Your instructions:
All of the data needs to be reproduced with no alterations.

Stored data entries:
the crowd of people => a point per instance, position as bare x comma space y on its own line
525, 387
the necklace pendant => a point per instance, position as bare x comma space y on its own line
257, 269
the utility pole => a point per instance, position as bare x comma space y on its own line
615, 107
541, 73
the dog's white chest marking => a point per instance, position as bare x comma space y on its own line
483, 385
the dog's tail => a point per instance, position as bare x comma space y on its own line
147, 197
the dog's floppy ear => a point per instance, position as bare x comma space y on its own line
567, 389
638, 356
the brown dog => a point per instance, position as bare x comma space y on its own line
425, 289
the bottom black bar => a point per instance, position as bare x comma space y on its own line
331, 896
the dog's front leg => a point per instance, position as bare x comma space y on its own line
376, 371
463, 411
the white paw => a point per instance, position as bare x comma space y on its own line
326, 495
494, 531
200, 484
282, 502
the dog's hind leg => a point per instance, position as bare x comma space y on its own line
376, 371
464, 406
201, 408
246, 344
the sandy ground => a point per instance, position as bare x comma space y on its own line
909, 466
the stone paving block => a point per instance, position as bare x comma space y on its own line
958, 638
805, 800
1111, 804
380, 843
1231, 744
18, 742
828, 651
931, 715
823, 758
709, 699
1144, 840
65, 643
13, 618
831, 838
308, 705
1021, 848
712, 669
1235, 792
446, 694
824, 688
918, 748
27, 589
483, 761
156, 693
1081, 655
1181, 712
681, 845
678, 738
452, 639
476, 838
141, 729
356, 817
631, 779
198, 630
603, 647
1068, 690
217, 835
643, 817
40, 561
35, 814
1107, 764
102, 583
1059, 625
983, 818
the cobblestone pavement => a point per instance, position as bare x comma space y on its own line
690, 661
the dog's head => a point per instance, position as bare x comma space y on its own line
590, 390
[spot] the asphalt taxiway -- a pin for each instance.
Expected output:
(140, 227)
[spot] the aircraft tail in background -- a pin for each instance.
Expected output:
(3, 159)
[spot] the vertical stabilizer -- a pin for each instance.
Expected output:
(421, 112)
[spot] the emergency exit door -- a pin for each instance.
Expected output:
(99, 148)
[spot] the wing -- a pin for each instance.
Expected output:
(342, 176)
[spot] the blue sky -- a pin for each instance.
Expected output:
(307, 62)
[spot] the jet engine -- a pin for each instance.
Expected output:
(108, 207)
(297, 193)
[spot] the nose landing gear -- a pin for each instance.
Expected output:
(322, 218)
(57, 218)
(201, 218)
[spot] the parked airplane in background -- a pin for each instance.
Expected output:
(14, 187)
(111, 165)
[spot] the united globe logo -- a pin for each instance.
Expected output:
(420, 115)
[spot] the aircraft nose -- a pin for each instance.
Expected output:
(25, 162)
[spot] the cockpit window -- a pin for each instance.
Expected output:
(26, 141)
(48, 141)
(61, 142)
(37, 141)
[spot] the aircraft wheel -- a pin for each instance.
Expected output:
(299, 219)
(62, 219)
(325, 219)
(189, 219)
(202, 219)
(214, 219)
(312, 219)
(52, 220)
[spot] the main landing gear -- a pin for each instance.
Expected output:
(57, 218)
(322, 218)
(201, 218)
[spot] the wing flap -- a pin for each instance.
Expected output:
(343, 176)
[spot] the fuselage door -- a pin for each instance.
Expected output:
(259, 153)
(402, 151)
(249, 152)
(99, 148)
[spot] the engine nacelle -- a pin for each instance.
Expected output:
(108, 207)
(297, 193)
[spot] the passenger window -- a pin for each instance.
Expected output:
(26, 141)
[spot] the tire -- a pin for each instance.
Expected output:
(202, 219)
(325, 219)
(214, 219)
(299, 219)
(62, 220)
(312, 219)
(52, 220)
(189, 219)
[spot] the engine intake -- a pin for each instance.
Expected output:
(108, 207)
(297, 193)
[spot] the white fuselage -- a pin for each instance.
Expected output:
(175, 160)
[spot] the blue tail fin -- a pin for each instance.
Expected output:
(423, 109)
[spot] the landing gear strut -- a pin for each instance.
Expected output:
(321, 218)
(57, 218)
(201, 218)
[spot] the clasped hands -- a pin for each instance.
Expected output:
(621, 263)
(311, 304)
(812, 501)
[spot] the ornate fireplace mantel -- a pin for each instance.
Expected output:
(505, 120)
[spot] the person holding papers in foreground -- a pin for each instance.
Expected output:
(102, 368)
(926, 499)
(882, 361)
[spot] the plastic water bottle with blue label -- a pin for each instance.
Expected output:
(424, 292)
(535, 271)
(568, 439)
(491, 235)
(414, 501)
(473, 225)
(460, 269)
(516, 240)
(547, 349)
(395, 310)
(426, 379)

Solution to the problem:
the crowd of people => a point per instance, position as bare x comma space y on its own line
525, 387
the necklace pendant => a point per instance, position as bare x comma space y on its own line
257, 269
the utility pole => a point per instance, position as bare x comma space y on its own line
615, 107
541, 73
the dog's white chest marking => a point per instance, position as bare x comma space y on its own line
483, 385
the dog's tail => a point per instance, position as bare x comma space y on its own line
147, 197
the dog's floppy ear => a point per instance, position as bare x comma space y on its own line
567, 389
638, 356
the brown dog => a point per instance, position as bare x comma space y on its own line
425, 289
the bottom black bar => a point per instance, position as bare x comma space y on its own line
331, 896
the dog's front leg => a point per instance, position as bare x comma space y on its own line
376, 371
463, 411
the white paw => a point per instance, position as bare x comma space y on its own line
326, 495
494, 531
200, 484
282, 502
the dog's hind leg => a point per instance, position as bare x comma space y on its own line
376, 371
464, 406
201, 408
246, 344
the sandy ground => a point per instance, position as bare x comma space y on its own line
909, 466
the stone paving block => a point per instance, position as bare x comma space y on its own line
958, 638
805, 800
1111, 804
380, 843
1231, 744
18, 742
828, 651
931, 715
823, 758
709, 699
1144, 840
65, 643
13, 618
831, 838
308, 705
1021, 848
712, 669
1235, 792
446, 694
824, 688
918, 748
27, 589
483, 761
156, 693
1081, 655
1181, 712
681, 845
678, 738
452, 639
476, 838
141, 729
356, 817
631, 779
198, 630
603, 647
1068, 690
217, 835
643, 817
40, 561
35, 814
1107, 764
102, 583
1059, 625
983, 818
the cobblestone pavement => a point per instance, position as bare x comma space y on its own line
690, 661
the dog's head => a point per instance, position as bare x comma space y on its own line
590, 390
[spot] the asphalt taxiway -- a pin for each instance.
Expected output:
(140, 227)
[spot] the aircraft tail in background -- a pin for each instance.
Expected output:
(3, 159)
[spot] the vertical stabilizer -- a pin for each instance.
Expected output:
(421, 112)
[spot] the emergency exit door -- a pin for each instance.
Expected output:
(99, 148)
[spot] the wing -- a pin for each instance.
Expected output:
(342, 176)
[spot] the blue sky -- a pin for each instance.
Expected output:
(307, 62)
[spot] the jet engine -- a pin for each instance.
Expected output:
(108, 207)
(297, 193)
[spot] the nose landing gear -- a pin for each instance.
Expected output:
(322, 218)
(57, 218)
(201, 218)
[spot] the parked airplane in background -- a pin for each instance.
Expected output:
(14, 187)
(111, 165)
[spot] the united globe logo -- a pin for each instance.
Expected output:
(420, 115)
[spot] the aircraft nose -- a pin for each instance.
Expected output:
(25, 162)
[spot] the cockpit window -- a pin for each instance.
Expected output:
(26, 141)
(48, 141)
(61, 142)
(37, 141)
[spot] the aircraft wheel -- a pin for each instance.
Expected output:
(299, 219)
(62, 219)
(325, 219)
(189, 219)
(202, 219)
(214, 219)
(312, 219)
(52, 220)
[spot] the main landing gear -- a pin for each instance.
Expected output:
(57, 218)
(322, 218)
(201, 218)
[spot] the wing flap -- a pin for each instance.
Expected output:
(343, 176)
[spot] the fuselage door -- a pin for each instance.
Expected output:
(259, 153)
(402, 151)
(249, 152)
(99, 148)
[spot] the engine nacelle -- a pin for each instance.
Expected output:
(108, 207)
(297, 193)
[spot] the passenger window -- a pin for each instance.
Expected output:
(26, 141)
[spot] the tire -- a pin for each instance.
Expected output:
(202, 219)
(325, 219)
(214, 219)
(299, 219)
(62, 220)
(312, 219)
(52, 220)
(189, 219)
[spot] the engine intake -- a pin for each instance.
Expected output:
(108, 207)
(297, 193)
[spot] the white fuselage -- a pin for each instance.
Expected output:
(175, 160)
[spot] the blue tail fin -- a pin for each instance.
Expected output:
(423, 109)
[spot] the landing gear strut -- a pin for each instance.
Expected output:
(321, 218)
(57, 218)
(201, 218)
[spot] the clasped hands -- a pin for each instance.
Expected output:
(621, 263)
(311, 304)
(812, 501)
[spot] the ornate fireplace mantel -- a pin for each instance.
Expected output:
(505, 120)
[spot] the person holding papers in foreground -- a pin for each instance.
Expected output:
(102, 368)
(926, 499)
(882, 361)
[spot] the plastic water bottle with blue label -- a pin for each instance.
Expected output:
(424, 292)
(535, 271)
(568, 439)
(491, 235)
(414, 501)
(473, 225)
(460, 269)
(516, 240)
(547, 349)
(395, 310)
(426, 379)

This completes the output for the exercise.